EXERCISE AIM: Output only the span of lines that begins at the line containing "log pile, each" and ends at the last line of the data, both included, exactly as they appear.

MATERIALS PROVIDED:
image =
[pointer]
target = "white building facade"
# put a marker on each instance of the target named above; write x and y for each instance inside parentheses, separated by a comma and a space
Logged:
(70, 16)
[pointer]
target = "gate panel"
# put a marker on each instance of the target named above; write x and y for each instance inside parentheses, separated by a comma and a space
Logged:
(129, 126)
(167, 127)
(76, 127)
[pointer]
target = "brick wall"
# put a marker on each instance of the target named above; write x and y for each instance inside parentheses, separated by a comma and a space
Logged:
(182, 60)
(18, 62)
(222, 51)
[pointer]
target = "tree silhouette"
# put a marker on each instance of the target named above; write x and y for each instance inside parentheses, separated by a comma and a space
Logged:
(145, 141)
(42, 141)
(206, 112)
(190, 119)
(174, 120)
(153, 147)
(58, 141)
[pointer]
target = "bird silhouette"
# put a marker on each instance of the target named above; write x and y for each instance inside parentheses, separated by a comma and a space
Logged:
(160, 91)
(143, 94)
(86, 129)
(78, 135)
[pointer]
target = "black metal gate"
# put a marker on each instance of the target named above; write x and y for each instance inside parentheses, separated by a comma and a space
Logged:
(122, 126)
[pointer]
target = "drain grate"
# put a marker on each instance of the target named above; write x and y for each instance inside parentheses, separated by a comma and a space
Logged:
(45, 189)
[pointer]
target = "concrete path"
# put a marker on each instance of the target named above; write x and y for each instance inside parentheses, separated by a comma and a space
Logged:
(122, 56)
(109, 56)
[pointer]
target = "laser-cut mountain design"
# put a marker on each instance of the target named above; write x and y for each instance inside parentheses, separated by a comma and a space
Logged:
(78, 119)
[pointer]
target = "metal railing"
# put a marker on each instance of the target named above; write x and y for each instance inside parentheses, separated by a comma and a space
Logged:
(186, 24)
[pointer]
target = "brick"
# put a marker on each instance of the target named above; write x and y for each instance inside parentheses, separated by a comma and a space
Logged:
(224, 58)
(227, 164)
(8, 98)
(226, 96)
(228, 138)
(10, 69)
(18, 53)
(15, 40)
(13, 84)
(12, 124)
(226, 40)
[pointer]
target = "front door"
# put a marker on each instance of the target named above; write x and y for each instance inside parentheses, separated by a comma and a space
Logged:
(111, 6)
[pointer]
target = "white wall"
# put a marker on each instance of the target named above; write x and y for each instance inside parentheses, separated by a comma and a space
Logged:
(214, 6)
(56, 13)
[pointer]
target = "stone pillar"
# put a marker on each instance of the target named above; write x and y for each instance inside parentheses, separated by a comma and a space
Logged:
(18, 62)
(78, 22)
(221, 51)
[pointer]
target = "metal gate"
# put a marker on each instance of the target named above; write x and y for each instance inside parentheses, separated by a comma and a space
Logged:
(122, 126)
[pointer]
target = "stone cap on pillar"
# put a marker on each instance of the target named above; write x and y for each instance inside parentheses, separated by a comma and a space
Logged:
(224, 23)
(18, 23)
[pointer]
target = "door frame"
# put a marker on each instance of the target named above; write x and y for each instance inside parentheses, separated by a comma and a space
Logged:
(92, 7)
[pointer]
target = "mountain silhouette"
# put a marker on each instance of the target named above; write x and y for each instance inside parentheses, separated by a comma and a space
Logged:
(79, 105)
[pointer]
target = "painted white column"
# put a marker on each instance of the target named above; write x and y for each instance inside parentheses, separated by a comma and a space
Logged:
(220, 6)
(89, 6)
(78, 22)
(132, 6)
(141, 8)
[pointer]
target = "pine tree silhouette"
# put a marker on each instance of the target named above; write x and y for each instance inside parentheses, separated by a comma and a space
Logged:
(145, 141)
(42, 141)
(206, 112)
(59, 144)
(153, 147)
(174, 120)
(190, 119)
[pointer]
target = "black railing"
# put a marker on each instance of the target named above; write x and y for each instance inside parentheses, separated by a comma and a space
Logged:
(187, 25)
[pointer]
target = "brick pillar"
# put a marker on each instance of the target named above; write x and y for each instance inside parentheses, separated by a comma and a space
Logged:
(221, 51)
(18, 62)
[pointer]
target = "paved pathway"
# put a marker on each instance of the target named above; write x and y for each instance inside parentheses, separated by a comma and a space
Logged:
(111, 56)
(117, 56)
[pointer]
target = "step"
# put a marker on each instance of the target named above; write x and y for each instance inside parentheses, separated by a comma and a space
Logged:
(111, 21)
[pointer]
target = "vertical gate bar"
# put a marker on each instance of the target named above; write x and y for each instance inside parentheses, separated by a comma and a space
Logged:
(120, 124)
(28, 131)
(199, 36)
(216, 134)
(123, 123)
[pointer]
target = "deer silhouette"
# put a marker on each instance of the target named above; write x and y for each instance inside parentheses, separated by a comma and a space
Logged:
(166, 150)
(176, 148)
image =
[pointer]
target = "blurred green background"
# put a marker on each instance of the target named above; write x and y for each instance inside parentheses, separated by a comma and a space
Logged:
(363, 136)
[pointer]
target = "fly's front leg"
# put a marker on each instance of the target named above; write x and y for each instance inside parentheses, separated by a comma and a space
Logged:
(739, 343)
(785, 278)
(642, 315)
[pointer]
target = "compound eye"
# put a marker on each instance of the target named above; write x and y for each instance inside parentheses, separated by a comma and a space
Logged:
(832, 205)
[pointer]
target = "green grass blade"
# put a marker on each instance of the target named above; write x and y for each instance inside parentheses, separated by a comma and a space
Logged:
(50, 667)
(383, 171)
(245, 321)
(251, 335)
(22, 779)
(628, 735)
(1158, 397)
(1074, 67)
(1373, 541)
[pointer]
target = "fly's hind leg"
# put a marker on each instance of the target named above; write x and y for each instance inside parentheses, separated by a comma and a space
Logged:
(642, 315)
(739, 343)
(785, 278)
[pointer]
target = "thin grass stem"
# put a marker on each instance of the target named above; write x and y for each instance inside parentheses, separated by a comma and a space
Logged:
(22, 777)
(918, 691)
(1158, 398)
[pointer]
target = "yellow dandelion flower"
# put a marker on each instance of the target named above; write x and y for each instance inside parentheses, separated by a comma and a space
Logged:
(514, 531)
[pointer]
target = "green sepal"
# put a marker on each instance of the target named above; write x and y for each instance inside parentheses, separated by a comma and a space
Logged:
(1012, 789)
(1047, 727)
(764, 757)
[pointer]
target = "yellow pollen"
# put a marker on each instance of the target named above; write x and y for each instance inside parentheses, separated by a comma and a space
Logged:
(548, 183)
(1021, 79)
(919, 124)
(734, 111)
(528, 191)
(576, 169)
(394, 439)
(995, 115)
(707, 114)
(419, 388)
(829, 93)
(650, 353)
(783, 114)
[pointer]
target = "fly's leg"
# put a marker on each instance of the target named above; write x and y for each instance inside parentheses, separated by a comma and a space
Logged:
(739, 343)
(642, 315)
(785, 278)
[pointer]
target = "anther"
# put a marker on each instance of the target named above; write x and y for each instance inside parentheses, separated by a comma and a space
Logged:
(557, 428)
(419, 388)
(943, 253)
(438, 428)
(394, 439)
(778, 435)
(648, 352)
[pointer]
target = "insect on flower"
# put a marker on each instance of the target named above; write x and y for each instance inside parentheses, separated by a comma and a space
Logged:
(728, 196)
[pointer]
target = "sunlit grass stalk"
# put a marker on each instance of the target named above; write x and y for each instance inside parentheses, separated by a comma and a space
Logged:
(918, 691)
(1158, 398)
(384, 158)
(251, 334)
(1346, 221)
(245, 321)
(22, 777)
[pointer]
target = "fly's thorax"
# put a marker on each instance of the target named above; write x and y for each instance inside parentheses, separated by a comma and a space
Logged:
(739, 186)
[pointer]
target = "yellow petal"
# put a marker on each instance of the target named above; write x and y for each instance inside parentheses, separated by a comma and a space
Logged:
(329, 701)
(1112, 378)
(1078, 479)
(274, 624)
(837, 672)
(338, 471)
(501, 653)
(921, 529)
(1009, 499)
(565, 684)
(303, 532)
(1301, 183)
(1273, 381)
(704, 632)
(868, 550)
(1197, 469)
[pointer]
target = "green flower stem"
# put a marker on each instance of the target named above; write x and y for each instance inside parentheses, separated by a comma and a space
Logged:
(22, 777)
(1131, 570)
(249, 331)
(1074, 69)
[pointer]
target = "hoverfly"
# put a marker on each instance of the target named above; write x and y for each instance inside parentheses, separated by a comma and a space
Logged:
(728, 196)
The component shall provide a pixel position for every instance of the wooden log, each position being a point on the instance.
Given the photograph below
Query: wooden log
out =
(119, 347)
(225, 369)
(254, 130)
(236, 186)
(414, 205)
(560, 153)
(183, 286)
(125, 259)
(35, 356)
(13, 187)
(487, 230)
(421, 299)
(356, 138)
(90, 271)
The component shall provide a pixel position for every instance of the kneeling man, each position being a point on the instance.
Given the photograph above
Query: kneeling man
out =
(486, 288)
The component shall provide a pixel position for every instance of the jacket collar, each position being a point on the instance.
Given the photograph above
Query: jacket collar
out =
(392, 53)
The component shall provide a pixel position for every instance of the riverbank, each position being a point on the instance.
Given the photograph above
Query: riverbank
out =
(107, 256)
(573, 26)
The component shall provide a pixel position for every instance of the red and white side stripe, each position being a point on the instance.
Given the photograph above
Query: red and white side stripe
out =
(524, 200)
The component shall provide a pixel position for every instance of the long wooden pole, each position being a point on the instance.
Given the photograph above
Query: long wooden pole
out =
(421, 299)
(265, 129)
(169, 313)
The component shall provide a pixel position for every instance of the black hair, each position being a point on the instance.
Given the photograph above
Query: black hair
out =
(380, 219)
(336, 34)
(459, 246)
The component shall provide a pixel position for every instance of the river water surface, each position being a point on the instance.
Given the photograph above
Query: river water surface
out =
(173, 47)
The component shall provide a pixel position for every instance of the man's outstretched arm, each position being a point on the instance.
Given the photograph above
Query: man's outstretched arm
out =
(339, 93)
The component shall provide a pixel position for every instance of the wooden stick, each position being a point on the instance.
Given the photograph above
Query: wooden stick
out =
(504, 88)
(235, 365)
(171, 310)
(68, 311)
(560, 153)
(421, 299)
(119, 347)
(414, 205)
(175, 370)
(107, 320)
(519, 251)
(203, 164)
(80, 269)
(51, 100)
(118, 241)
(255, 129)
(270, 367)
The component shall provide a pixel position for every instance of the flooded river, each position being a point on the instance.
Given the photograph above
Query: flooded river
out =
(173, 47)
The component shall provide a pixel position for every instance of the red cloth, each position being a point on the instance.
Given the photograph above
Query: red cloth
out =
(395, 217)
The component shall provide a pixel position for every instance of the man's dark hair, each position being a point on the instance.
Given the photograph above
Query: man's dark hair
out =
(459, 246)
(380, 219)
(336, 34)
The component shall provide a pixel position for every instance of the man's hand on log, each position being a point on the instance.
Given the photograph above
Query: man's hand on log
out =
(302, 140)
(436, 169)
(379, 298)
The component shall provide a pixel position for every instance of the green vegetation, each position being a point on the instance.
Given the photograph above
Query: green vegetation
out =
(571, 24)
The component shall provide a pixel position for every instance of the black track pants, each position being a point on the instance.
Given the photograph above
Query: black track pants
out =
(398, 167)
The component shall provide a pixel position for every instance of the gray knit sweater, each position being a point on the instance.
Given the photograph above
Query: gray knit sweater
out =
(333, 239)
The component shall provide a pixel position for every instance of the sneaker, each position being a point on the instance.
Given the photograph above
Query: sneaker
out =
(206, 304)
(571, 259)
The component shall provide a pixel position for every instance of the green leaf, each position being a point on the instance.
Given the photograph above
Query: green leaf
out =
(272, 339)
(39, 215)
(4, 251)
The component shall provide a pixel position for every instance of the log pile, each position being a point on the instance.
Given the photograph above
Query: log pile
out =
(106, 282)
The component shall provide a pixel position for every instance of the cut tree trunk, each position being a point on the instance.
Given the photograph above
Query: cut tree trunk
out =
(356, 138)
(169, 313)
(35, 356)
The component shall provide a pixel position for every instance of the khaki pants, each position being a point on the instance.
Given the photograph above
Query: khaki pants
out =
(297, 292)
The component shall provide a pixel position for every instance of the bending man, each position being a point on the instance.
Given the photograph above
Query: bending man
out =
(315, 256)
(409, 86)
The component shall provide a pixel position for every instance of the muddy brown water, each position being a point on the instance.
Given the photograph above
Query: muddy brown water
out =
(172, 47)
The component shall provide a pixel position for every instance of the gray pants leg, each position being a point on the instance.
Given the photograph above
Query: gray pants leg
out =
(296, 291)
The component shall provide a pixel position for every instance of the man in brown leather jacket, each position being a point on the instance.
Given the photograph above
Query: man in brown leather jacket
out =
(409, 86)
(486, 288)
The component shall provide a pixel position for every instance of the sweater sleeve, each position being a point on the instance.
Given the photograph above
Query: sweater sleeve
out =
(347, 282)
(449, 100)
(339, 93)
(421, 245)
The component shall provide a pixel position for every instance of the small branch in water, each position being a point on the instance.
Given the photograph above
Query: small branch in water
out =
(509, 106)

RESULT OF THIS TASK:
The component shall provide a pixel position for every instance of the log pile, each position being a point on the instance.
Given the photograph above
Query: log pile
out =
(106, 282)
The component shall provide a pixel position for every instance of the cut tree trunk, each position being a point on the instance.
Given the photograph above
Query: cut tree trunk
out =
(356, 138)
(169, 313)
(35, 356)
The component shall provide a pixel position for every instance of the khaki pants, each position being a point on the instance.
Given the photograph above
Query: khaki pants
out =
(297, 292)
The component shall provide a pixel position for every instance of the bending man, each position being a point on the instance.
Given the photograph above
Query: bending man
out =
(315, 256)
(409, 86)
The component shall provide a pixel position for every instance of the muddy brown water, each position being a point on the instance.
Given the photograph above
Query: muddy brown water
out =
(172, 47)
The component shall provide a pixel position for every instance of the gray pants leg, each position being a point on the instance.
Given the photograph above
Query: gray pants leg
out =
(296, 291)
The component shall provide a pixel position for every instance of the man in brown leather jacket, each position being a point on the instance.
Given the photograph above
Query: man in brown leather jacket
out =
(409, 86)
(486, 288)
The component shall provide a pixel position for every instance of the sweater sleeve, each position being a point on the instance.
Given the photograph above
Query: sweater sleeve
out =
(347, 282)
(449, 100)
(339, 93)
(421, 245)
The component shall provide a pixel position for every instance of the small branch in water, each position being a point on the instance.
Given the photograph above
Query: small branch in water
out =
(509, 106)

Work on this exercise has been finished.